**Problem description**
Search the material for the word "mirror" and report each line where it turns up.

━━━━━━━━━━━━━━━━

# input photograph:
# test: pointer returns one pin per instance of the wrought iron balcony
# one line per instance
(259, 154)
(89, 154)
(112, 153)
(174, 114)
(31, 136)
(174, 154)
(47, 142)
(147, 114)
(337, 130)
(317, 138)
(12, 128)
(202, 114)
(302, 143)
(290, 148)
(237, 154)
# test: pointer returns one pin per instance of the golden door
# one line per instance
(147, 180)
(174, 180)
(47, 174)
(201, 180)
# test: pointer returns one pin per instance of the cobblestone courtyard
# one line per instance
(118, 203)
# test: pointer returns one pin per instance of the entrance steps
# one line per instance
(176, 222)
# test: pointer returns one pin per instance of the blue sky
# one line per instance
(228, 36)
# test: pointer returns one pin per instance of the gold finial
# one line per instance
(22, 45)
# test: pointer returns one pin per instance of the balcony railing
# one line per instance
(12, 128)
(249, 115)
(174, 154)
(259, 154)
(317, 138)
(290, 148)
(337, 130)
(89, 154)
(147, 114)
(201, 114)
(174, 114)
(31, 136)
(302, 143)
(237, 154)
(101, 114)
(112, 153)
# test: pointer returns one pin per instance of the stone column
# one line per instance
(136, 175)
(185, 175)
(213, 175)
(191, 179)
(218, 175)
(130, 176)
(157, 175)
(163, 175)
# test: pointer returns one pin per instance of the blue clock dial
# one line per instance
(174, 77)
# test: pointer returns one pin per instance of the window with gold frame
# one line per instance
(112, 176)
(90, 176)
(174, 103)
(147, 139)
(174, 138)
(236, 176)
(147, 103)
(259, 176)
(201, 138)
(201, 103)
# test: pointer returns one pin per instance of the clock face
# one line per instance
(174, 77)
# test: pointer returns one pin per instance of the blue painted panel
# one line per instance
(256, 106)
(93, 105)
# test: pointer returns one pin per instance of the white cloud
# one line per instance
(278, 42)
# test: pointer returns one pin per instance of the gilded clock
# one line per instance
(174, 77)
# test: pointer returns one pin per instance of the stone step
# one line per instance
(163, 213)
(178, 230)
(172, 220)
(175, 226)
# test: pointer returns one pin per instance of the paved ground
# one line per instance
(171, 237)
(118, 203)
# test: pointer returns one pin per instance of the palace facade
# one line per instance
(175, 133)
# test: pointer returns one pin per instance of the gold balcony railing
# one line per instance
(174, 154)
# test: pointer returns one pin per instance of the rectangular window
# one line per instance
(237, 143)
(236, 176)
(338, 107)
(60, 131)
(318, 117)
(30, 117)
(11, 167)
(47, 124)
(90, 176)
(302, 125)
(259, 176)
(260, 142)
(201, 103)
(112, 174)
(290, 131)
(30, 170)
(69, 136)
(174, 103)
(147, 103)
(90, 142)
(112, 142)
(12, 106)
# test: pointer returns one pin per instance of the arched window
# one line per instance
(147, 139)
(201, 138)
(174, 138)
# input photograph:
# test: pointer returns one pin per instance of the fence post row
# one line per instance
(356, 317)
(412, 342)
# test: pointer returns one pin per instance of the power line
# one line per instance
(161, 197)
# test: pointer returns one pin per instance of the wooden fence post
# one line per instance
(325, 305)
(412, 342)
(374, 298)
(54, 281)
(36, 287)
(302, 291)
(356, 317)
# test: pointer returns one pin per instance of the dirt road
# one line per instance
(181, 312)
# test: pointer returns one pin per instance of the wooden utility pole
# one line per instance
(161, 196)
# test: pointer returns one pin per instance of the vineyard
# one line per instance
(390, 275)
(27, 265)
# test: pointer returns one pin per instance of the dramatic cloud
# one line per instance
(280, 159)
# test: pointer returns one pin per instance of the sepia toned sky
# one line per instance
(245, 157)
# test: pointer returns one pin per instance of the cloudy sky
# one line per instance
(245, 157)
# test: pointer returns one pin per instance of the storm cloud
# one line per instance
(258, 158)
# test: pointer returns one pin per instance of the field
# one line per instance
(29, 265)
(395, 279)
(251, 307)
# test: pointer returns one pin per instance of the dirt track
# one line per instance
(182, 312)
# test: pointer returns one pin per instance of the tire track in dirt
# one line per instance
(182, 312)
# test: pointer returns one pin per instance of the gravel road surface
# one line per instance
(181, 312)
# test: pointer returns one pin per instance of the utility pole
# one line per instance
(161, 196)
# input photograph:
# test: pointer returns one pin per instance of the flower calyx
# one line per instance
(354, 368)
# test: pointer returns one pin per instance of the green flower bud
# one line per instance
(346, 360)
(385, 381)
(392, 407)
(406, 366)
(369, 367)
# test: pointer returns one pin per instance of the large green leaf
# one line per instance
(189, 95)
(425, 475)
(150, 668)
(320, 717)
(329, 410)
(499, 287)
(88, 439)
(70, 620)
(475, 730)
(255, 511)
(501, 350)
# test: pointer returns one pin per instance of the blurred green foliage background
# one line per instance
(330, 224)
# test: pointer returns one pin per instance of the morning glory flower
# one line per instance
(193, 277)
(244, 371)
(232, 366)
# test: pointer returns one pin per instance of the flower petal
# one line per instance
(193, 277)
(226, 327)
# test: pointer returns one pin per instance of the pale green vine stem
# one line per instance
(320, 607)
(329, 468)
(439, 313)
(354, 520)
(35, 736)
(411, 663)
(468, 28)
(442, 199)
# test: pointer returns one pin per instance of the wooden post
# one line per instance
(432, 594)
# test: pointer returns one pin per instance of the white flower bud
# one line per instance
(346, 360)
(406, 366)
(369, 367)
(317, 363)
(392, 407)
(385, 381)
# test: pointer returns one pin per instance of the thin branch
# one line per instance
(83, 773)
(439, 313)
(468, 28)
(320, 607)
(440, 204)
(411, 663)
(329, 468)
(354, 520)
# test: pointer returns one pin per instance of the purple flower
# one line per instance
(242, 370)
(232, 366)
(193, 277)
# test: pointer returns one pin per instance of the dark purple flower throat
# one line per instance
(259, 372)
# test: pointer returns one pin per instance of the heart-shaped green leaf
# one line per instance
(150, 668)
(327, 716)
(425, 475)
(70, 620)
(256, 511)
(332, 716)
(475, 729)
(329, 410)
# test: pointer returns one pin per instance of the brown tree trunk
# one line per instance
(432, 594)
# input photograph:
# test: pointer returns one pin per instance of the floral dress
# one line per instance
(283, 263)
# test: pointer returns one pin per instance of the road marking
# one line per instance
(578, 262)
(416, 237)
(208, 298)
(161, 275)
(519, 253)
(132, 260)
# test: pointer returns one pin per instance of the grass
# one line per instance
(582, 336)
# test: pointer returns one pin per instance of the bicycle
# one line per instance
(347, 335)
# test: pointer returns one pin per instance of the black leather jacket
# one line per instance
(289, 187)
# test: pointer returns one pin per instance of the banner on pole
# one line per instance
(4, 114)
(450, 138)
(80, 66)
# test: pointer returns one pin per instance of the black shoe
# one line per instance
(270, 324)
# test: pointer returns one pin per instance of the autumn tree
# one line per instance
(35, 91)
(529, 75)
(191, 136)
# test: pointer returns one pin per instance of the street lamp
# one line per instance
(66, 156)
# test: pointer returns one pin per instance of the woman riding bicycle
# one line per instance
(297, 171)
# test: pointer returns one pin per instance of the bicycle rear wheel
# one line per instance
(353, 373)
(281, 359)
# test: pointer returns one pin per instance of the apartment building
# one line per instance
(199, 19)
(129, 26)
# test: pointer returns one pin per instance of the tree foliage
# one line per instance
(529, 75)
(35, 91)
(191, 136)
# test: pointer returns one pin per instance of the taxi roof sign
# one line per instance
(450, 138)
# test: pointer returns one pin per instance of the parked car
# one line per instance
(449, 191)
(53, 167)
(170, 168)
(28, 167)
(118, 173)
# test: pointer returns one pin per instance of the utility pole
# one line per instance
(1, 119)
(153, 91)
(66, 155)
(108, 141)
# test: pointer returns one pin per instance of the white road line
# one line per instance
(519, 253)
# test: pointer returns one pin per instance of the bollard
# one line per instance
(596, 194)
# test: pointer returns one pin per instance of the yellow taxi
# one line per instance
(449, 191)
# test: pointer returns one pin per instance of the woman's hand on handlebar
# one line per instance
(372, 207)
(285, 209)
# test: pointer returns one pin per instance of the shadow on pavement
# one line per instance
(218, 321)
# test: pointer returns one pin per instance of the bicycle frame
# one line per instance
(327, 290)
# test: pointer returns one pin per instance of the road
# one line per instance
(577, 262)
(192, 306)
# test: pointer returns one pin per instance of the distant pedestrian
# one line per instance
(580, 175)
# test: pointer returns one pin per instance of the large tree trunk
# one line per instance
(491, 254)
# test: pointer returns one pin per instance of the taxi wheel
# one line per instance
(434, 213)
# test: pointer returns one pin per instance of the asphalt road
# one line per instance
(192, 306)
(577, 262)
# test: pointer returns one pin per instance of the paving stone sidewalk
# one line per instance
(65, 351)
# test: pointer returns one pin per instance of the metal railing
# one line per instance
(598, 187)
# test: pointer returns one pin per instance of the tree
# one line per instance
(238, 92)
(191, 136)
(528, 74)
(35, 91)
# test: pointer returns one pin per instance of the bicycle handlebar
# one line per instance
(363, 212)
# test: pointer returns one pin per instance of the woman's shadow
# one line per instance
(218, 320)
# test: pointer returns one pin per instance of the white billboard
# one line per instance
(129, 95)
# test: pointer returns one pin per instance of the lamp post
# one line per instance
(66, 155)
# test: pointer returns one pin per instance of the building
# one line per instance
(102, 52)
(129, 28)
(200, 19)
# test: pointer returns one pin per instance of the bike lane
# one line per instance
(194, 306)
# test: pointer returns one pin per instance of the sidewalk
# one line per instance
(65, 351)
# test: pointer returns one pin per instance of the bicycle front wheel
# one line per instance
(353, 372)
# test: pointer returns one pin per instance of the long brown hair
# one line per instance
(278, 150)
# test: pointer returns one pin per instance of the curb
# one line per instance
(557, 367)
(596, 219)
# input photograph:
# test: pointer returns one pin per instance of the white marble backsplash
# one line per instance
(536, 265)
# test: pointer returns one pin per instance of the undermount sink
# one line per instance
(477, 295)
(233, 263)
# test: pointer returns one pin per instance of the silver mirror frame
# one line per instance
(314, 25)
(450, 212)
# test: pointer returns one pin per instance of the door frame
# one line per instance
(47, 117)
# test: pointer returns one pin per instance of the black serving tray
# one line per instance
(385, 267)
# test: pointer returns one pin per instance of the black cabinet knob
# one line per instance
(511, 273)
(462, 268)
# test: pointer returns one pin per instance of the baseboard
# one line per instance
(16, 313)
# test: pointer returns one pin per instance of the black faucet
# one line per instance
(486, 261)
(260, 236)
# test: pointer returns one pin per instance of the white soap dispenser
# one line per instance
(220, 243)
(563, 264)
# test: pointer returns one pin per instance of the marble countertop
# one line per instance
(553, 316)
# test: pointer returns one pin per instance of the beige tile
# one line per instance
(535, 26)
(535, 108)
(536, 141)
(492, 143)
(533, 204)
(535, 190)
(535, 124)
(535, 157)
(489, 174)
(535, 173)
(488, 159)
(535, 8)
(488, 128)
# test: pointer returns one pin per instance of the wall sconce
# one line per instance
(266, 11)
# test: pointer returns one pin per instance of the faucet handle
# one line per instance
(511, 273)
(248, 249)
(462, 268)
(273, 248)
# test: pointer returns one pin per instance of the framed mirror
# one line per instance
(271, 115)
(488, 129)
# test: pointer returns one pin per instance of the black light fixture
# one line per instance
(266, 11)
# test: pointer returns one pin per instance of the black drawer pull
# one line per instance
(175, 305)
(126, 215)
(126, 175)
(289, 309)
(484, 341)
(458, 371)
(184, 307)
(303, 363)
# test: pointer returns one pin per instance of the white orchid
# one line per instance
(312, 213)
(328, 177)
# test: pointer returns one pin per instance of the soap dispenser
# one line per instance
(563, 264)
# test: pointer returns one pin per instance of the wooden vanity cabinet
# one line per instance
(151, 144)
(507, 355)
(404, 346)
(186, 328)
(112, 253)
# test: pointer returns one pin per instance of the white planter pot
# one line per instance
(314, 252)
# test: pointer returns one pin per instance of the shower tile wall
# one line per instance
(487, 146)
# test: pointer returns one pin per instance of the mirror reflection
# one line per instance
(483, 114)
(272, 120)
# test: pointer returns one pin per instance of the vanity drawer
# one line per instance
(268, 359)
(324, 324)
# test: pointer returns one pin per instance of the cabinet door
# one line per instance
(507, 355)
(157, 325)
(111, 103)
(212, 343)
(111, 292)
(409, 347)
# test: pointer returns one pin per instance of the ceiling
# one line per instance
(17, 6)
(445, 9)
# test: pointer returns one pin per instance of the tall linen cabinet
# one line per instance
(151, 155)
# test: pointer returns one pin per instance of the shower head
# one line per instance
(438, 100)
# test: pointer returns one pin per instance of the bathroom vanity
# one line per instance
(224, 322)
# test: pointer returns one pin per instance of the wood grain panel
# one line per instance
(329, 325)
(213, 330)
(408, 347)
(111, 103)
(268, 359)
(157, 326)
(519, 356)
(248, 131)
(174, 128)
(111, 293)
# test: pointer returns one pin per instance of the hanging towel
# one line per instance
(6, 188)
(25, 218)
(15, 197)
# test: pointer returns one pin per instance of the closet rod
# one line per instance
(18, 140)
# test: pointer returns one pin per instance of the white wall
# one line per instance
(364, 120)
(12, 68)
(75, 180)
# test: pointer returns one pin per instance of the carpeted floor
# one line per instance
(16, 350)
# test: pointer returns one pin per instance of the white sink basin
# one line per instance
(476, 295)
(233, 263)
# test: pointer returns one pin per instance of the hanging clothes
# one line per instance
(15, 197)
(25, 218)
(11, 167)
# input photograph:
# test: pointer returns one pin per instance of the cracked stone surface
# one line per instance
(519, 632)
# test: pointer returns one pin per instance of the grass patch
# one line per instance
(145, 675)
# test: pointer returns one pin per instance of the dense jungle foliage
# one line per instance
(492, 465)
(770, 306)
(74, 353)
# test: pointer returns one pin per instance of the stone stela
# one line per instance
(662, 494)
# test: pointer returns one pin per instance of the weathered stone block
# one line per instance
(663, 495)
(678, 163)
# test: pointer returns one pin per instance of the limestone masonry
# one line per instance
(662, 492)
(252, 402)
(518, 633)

━━━━━━━━━━━━━━━━

**Expected answer**
# test: pointer returns one pin per instance of the silver mirror frame
# test: pointer returns one pin per instance of the framed mirror
# test: pointer returns one pin per instance of the mirror reflection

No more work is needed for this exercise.